We compute and interpret incidence rates.

Incidence rate interpretation: The rate ratio comparing seed updates containing A to seed updates not containing A, given the other variables are held constant in the model.  Journals containing A have a rate 1.5 times greater for ratio of journals in the same week that contain A.


In [1]:
%reload_ext autoreload
%autoreload 2
%matplotlib inline

In [28]:
import pandas as pd
import numpy as np
import sklearn
import sklearn.metrics
import os
from tqdm import tqdm

import matplotlib.pyplot as plt
import matplotlib.dates as md
import matplotlib

from collections import Counter

In [3]:
import sys
sys.path.append("../annotation_data")

In [10]:
import responsibility as responsibility_utils
import db as db_utils

In [37]:
resp_subset = responsibility_utils.high_irr_responsibility_labels

In [25]:
working_dir = "/home/srivbane/shared/caringbridge/data/projects/qual-health-journeys/patient_responsibilities"

In [5]:
# load the test predictions
vw_working_dir = "/home/srivbane/shared/caringbridge/data/projects/qual-health-journeys/classification/responsibilities/vw"
all_preds_filepath = os.path.join(vw_working_dir, "vw_all_preds.pkl")
df = pd.read_pickle(all_preds_filepath)
len(df)

157389

In [6]:
pred_label_cols = [col for col in df.columns if col.endswith("_pred_label")]
pred_label_cols

['coordinating_support_pred_label',
 'sharing_medical_info_pred_label',
 'compliance_pred_label',
 'financial_management_pred_label',
 'giving_back_pred_label',
 'behavior_changes_pred_label']

In [9]:
df[pred_label_cols].head(n=5)

Unnamed: 0,coordinating_support_pred_label,sharing_medical_info_pred_label,compliance_pred_label,financial_management_pred_label,giving_back_pred_label,behavior_changes_pred_label
0,1,1,1,0,1,0
1,1,1,1,0,0,0
2,1,1,1,1,1,1
3,1,1,1,1,1,1
4,1,1,1,1,1,1


In [20]:
def get_created_at(site_id, journal_oid):
    site_id = int(site_id)
    try:
        db = db_utils.get_journal_info_db()

*DATA EXTRACTS*.
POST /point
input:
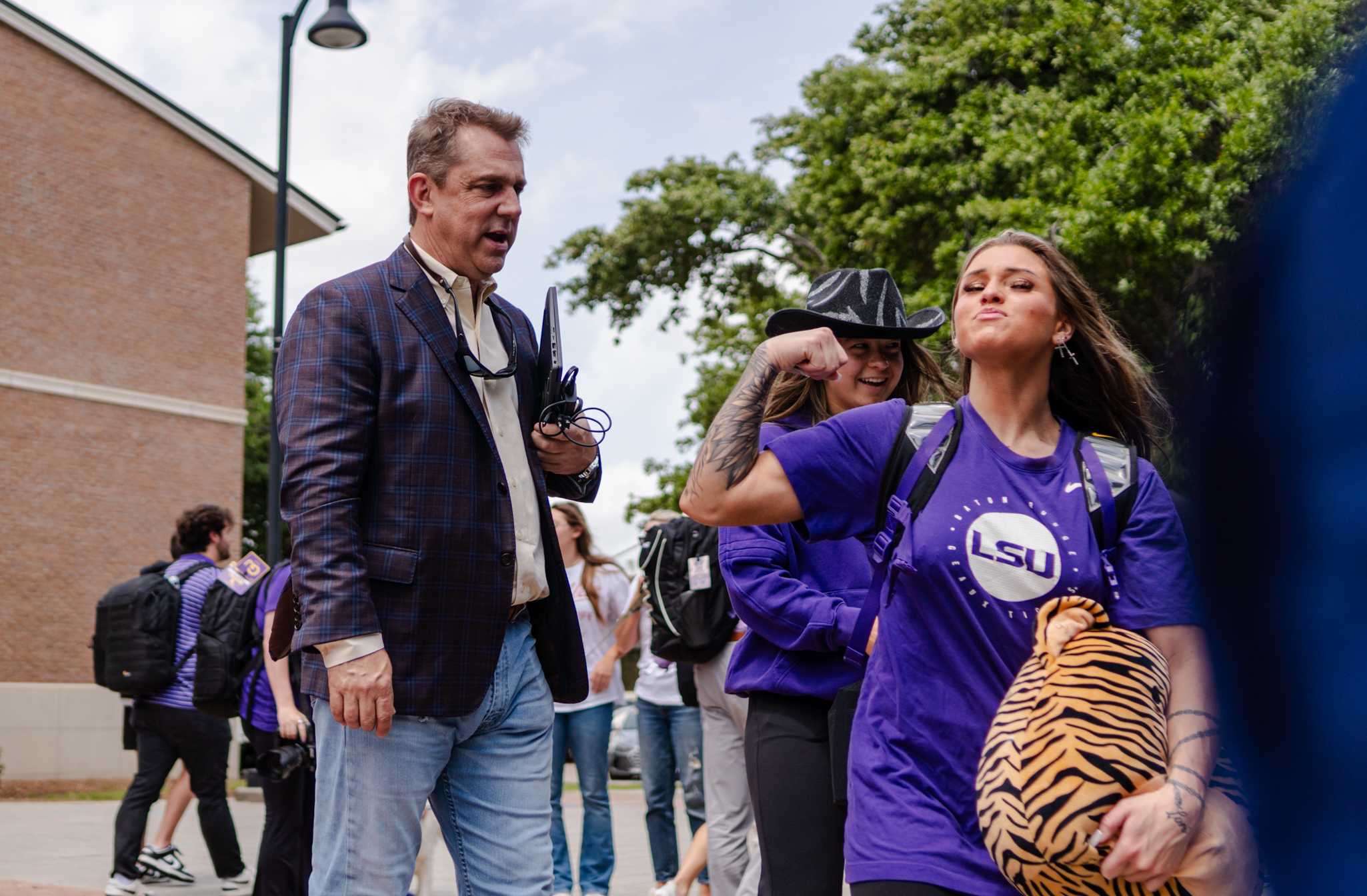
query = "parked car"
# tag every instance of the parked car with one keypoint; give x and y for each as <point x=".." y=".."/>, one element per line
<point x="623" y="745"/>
==
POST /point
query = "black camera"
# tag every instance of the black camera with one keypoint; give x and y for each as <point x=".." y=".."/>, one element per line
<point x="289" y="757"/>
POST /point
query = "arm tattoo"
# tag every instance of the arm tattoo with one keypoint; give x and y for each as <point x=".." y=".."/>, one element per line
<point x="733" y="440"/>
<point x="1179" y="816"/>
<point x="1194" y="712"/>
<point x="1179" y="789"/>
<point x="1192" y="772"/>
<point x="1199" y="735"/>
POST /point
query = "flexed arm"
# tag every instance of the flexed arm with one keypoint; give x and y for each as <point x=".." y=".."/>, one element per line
--
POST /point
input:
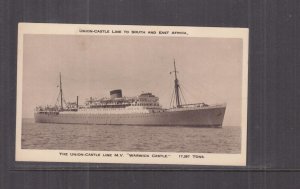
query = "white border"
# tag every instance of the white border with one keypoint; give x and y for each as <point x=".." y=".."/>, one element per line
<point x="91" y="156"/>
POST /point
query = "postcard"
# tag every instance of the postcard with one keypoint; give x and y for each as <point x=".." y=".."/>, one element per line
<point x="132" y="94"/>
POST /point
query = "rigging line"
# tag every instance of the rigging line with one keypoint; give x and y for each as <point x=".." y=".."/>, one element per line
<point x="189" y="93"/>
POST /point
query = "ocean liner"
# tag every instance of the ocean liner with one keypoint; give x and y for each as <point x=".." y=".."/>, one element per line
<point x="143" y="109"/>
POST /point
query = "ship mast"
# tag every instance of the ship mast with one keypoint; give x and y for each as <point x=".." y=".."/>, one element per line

*TASKS*.
• A. In the incidence-rate notebook, what is the name of the pickle file the test predictions are loaded from?
• B. Please extend the incidence-rate notebook from its final line.
The entries have no connection to the incidence-rate notebook.

*RESPONSES BY TASK*.
• A. vw_all_preds.pkl

• B.
        cursor = db.execute("""SELECT created_at
                                    FROM journalMetadata
                                    WHERE site_id = ? AND journal_oid = ?
                                    """,
                            (site_id, journal_oid))
        journals = cursor.fetchall()
        assert journals is not None, "No journal with this site_id/journal_oid"
        assert len(journals) == 1, f"len(journals) journals with this site_id/journal_oid"

        j = journals[0]
        return j['created_at']
        #journal_dict = {'site_id': site_id,
        #                  'journal_oid': journal_oid,
        #                  'createdAt': j['createdAt']}
        #return journal_dict
    finally:
        db.close()

In [18]:
def get_created_at_for_row(row):
    return get_created_at(row.site_id, row.journal_oid)

In [22]:
df['created_at'] = df.apply(get_created_at_for_row, axis=1)

In [23]:
journal_cols = ['site_id', 'journal_oid', 'created_at']

In [24]:
df[journal_cols + pred_label_cols].head()

Unnamed: 0,site_id,journal_oid,created_at,coordinating_support_pred_label,sharing_medical_info_pred_label,compliance_pred_label,financial_management_pred_label,giving_back_pred_label,behavior_changes_pred_label
0,106710,51be14196ca0041935009526,1232061600000,1,1,1,0,1,0
1,106710,51be14196ca0041935009660,1232385900000,1,1,1,0,0,0
2,106710,51be14196ca00419350098b4,1233079260000,1,1,1,1,1,1
3,106710,51be14196ca00419350099e0,1233675660000,1,1,1,1,1,1
4,106710,51be14196ca0041935009a62,1233890580000,1,1,1,1,1,1


In [26]:
journal_preds = df[journal_cols + pred_label_cols].copy()
journal_preds.reset_index(inplace=True)

In [27]:
journal_preds_filepath = os.path.join(working_dir, "journal_preds.csv")
journal_preds.to_csv(journal_preds_filepath)
print("Finished.")

Finished.


In [32]:
one_week = 1000 * 60 * 60 * 24 * 7  # one week in ms

In [33]:
def get_week_labels(group):
    # assume group is from same site
    first_journal = np.min(group.created_at)
    last_journal = np.max(group.created_at)
    bins = [first_journal]
    while bins[-1] < last_journal:
        bins.append(bins[-1] + one_week)
    
    bin_labels = np.digitize(group.created_at, bins, right=True)
    return bin_labels

In [35]:
journal_preds['week'] = -1
for site_id, group in tqdm(journal_preds.groupby(by='site_id', sort=False), total=len(set(journal_preds.site_id))):
    # assign all week labels
    journal_preds.loc[group.index, 'week'] = get_week_labels(group)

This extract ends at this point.